> [Task directions] Extract every line in the listing below that contains the string "swoosh", matching case exactly.

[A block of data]
--
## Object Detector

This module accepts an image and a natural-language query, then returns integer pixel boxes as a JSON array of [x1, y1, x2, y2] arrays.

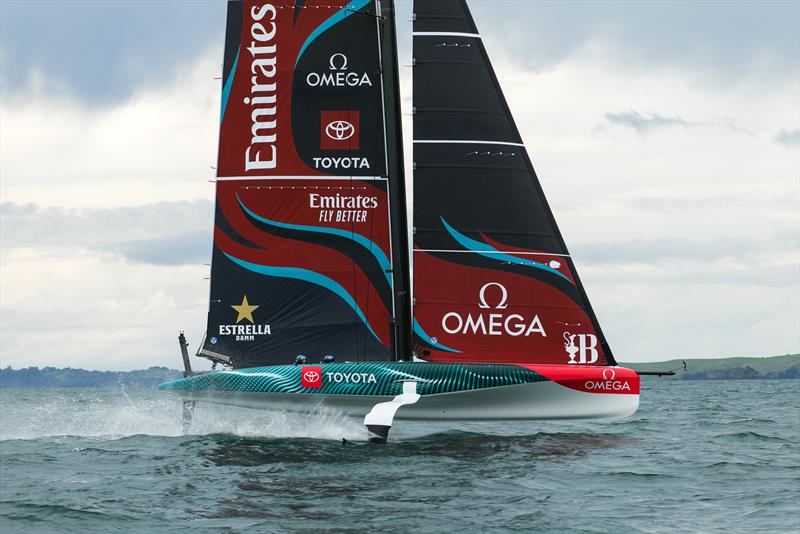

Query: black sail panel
[[200, 0, 407, 367], [413, 0, 614, 365]]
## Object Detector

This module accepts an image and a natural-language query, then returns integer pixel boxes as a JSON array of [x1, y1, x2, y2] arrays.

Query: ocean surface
[[0, 379, 800, 534]]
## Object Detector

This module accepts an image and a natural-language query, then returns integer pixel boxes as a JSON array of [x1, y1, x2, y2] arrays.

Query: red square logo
[[319, 111, 361, 150], [300, 365, 322, 388]]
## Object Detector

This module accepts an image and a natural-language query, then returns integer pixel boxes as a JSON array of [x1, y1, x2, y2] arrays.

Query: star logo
[[231, 295, 259, 324]]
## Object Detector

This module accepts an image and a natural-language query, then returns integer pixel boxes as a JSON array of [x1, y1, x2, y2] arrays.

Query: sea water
[[0, 379, 800, 534]]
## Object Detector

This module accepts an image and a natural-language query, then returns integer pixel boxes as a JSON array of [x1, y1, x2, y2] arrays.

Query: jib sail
[[200, 0, 402, 367], [413, 0, 614, 365]]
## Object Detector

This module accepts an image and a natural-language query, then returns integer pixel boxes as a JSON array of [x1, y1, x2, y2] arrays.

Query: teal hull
[[159, 362, 548, 397]]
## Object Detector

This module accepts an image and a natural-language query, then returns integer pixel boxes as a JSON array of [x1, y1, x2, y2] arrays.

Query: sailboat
[[160, 0, 639, 442]]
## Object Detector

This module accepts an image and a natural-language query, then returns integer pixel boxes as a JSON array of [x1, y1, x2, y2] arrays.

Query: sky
[[0, 0, 800, 369]]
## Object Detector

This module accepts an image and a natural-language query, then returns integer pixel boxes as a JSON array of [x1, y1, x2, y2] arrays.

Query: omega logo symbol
[[330, 52, 347, 70], [479, 282, 508, 310], [325, 120, 356, 141]]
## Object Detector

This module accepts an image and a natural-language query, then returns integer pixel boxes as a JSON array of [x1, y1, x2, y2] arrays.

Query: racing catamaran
[[160, 0, 639, 442]]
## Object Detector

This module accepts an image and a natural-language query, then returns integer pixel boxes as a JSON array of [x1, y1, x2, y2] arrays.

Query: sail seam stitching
[[414, 139, 525, 148]]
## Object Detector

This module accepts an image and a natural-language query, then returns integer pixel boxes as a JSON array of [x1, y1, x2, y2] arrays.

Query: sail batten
[[413, 0, 614, 365]]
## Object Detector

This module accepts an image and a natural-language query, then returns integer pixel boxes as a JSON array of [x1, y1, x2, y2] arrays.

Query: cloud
[[109, 231, 212, 265], [573, 238, 800, 267], [606, 110, 753, 136], [0, 200, 213, 265], [462, 0, 800, 87], [0, 0, 225, 107], [0, 0, 800, 369], [606, 110, 697, 133], [775, 130, 800, 148]]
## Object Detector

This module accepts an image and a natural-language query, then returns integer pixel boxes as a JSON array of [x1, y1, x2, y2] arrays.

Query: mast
[[378, 0, 411, 360], [414, 0, 615, 365]]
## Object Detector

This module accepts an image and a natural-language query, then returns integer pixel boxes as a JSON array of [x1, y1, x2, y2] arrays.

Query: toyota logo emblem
[[325, 120, 356, 141]]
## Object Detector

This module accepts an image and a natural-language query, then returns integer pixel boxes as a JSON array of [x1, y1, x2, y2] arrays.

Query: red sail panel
[[217, 0, 386, 177], [201, 0, 394, 367], [206, 180, 393, 366]]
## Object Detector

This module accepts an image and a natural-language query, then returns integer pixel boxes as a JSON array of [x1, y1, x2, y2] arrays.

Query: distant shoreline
[[0, 354, 800, 389]]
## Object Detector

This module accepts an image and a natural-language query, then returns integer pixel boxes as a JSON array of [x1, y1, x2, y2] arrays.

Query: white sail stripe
[[413, 248, 572, 258], [414, 139, 525, 148], [216, 176, 388, 182], [412, 32, 481, 39]]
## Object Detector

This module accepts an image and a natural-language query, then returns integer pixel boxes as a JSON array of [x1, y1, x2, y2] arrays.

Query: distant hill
[[620, 354, 800, 380], [0, 354, 800, 388], [0, 367, 183, 388]]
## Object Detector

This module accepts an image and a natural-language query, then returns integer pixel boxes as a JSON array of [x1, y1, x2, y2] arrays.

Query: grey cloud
[[109, 231, 211, 266], [775, 130, 800, 148], [625, 194, 798, 213], [606, 110, 696, 134], [606, 109, 753, 136], [572, 237, 799, 265], [0, 200, 212, 265], [0, 0, 800, 105], [0, 0, 225, 106], [469, 0, 800, 84]]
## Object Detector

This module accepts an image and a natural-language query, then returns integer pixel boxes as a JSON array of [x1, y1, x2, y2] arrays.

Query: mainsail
[[199, 0, 408, 367], [413, 0, 615, 365]]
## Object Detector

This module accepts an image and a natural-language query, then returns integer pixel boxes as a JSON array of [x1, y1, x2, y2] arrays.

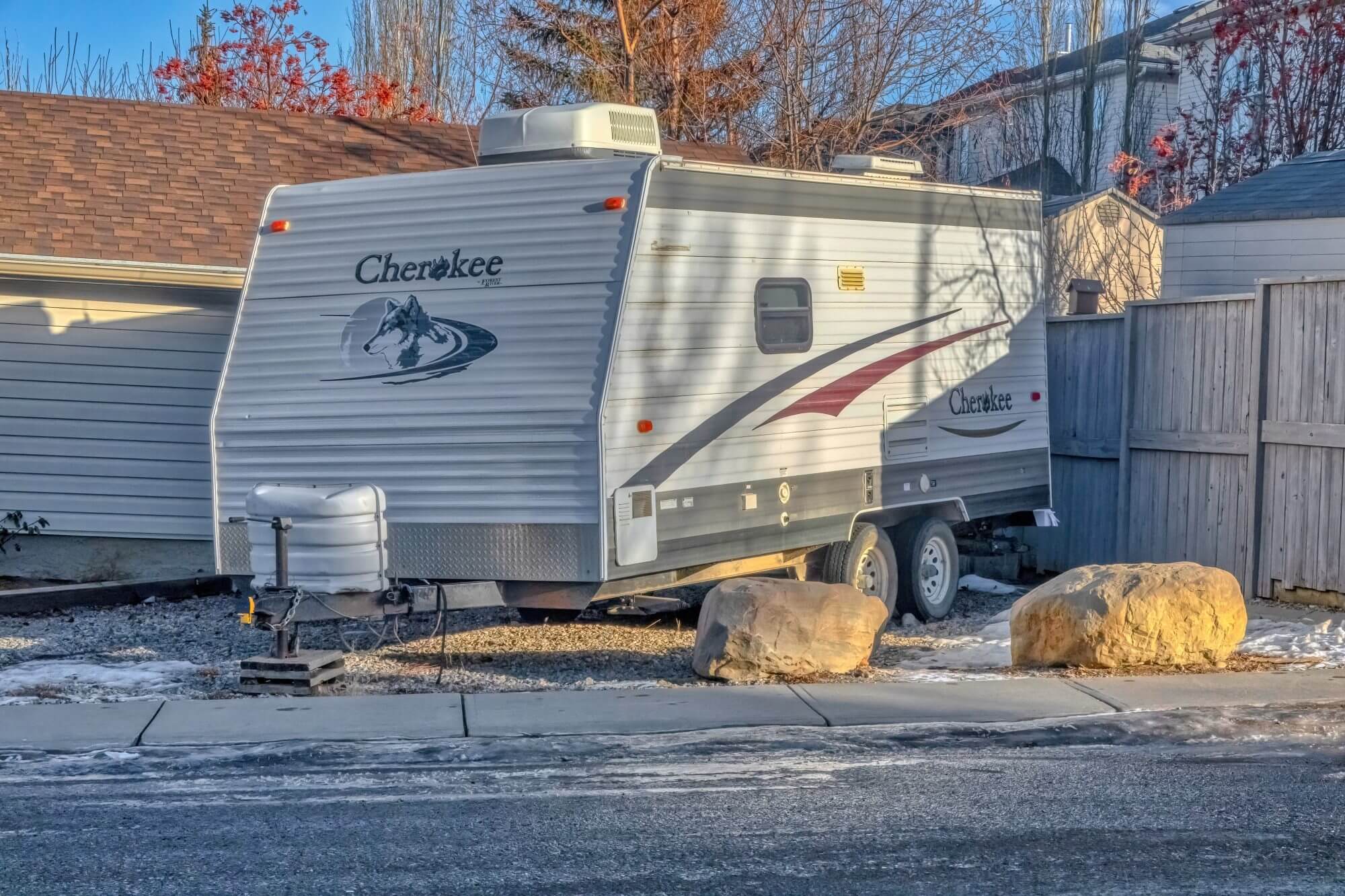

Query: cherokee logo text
[[948, 386, 1013, 415], [355, 249, 504, 284]]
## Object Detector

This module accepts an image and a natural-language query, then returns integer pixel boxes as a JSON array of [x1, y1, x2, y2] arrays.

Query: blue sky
[[0, 0, 350, 65]]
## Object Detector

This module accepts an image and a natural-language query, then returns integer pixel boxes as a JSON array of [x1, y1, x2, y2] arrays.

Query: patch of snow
[[958, 576, 1018, 595], [0, 659, 200, 702], [900, 614, 1011, 669], [1237, 619, 1345, 666]]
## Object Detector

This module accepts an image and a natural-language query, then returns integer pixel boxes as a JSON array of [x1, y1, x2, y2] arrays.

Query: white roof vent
[[831, 156, 924, 179], [480, 102, 662, 164]]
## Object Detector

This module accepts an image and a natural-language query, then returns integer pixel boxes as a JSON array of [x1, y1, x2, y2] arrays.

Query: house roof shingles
[[0, 91, 746, 266], [1161, 149, 1345, 227]]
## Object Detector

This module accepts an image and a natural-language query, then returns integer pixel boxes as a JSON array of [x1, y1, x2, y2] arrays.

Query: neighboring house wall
[[1162, 218, 1345, 298], [1042, 194, 1163, 315], [0, 276, 241, 577]]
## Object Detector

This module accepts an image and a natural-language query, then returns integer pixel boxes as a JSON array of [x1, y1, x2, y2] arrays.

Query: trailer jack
[[229, 517, 346, 697]]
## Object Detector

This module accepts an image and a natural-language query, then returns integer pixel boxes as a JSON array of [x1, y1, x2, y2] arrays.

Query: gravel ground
[[0, 589, 1323, 702]]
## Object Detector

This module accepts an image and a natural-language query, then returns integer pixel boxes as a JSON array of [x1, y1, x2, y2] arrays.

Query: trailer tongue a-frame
[[211, 104, 1050, 659]]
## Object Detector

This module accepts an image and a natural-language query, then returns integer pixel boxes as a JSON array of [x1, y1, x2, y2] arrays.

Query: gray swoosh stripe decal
[[623, 308, 959, 489], [939, 419, 1024, 438]]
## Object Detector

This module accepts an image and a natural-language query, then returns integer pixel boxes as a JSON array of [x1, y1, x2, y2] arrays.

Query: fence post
[[1116, 302, 1135, 563], [1243, 282, 1270, 598]]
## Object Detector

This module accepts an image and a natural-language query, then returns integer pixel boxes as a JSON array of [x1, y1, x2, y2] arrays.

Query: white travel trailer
[[211, 104, 1050, 619]]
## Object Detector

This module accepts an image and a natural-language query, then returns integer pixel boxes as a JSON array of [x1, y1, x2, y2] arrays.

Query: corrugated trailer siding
[[604, 196, 1048, 489], [214, 159, 646, 538], [0, 286, 237, 540]]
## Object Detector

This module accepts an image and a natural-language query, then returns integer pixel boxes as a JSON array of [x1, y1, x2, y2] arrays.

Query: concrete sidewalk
[[0, 669, 1345, 752]]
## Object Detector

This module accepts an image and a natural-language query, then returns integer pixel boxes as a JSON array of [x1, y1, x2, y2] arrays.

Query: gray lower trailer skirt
[[219, 448, 1050, 584]]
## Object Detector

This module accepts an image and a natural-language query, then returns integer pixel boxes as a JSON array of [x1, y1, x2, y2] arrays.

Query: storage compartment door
[[882, 395, 929, 462], [616, 486, 659, 567]]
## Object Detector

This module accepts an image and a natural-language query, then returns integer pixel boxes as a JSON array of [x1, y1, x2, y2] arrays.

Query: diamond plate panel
[[219, 524, 252, 576], [387, 524, 601, 581]]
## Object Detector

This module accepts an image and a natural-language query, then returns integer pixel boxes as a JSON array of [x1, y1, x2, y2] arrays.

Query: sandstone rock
[[691, 579, 888, 681], [1009, 563, 1247, 669]]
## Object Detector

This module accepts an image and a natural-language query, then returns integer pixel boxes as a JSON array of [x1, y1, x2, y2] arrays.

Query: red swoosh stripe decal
[[753, 320, 1009, 429]]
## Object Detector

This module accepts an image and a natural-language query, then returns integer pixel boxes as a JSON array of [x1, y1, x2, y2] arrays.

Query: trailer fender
[[849, 498, 971, 537]]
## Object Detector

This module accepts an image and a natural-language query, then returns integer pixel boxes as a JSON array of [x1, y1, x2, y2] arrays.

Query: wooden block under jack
[[238, 650, 346, 697]]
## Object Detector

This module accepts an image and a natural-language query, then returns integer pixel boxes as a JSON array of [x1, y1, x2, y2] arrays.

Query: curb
[[0, 669, 1345, 754]]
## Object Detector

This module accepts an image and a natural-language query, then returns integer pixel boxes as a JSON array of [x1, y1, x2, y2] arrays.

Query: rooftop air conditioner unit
[[480, 102, 662, 165], [831, 156, 924, 179]]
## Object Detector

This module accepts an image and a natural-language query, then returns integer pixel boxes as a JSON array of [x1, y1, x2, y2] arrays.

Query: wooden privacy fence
[[1028, 278, 1345, 604]]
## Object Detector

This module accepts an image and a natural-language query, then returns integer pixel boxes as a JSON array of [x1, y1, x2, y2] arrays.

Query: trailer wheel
[[893, 517, 958, 622], [822, 524, 898, 616], [514, 607, 584, 626]]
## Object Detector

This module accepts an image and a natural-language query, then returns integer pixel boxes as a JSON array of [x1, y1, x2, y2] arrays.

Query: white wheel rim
[[854, 549, 892, 603], [920, 538, 951, 606]]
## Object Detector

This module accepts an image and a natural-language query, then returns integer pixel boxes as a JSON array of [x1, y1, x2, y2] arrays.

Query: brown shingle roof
[[0, 91, 746, 266]]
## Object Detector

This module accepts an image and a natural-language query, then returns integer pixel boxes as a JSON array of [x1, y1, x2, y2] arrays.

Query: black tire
[[514, 607, 584, 626], [892, 517, 958, 622], [822, 524, 901, 616]]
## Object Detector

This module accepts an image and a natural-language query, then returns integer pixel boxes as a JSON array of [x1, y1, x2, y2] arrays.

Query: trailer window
[[756, 277, 812, 354]]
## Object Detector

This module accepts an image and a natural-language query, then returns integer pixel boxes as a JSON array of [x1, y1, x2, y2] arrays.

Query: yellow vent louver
[[837, 265, 863, 292]]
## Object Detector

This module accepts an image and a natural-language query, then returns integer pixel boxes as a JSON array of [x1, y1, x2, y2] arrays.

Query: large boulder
[[1009, 564, 1247, 669], [691, 579, 888, 681]]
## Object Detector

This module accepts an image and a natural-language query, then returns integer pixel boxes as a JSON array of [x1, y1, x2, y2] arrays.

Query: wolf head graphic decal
[[332, 296, 498, 384], [364, 296, 457, 370]]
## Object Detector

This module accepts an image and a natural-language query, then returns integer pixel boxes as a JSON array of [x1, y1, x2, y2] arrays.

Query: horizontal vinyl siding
[[0, 280, 237, 540], [1163, 218, 1345, 298]]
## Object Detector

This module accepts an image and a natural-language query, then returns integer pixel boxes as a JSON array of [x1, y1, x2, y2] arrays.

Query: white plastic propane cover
[[246, 483, 387, 594]]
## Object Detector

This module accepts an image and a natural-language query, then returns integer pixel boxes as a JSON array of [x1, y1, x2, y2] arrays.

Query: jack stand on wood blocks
[[238, 650, 346, 697]]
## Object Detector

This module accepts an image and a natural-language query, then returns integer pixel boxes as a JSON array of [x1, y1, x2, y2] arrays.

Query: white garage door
[[0, 278, 238, 540]]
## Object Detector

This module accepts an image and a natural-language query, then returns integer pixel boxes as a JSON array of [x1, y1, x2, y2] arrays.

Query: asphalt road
[[0, 708, 1345, 896]]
--
> [Correct output]
Query: gray swoosh stripe decal
Query: red swoosh stripe decal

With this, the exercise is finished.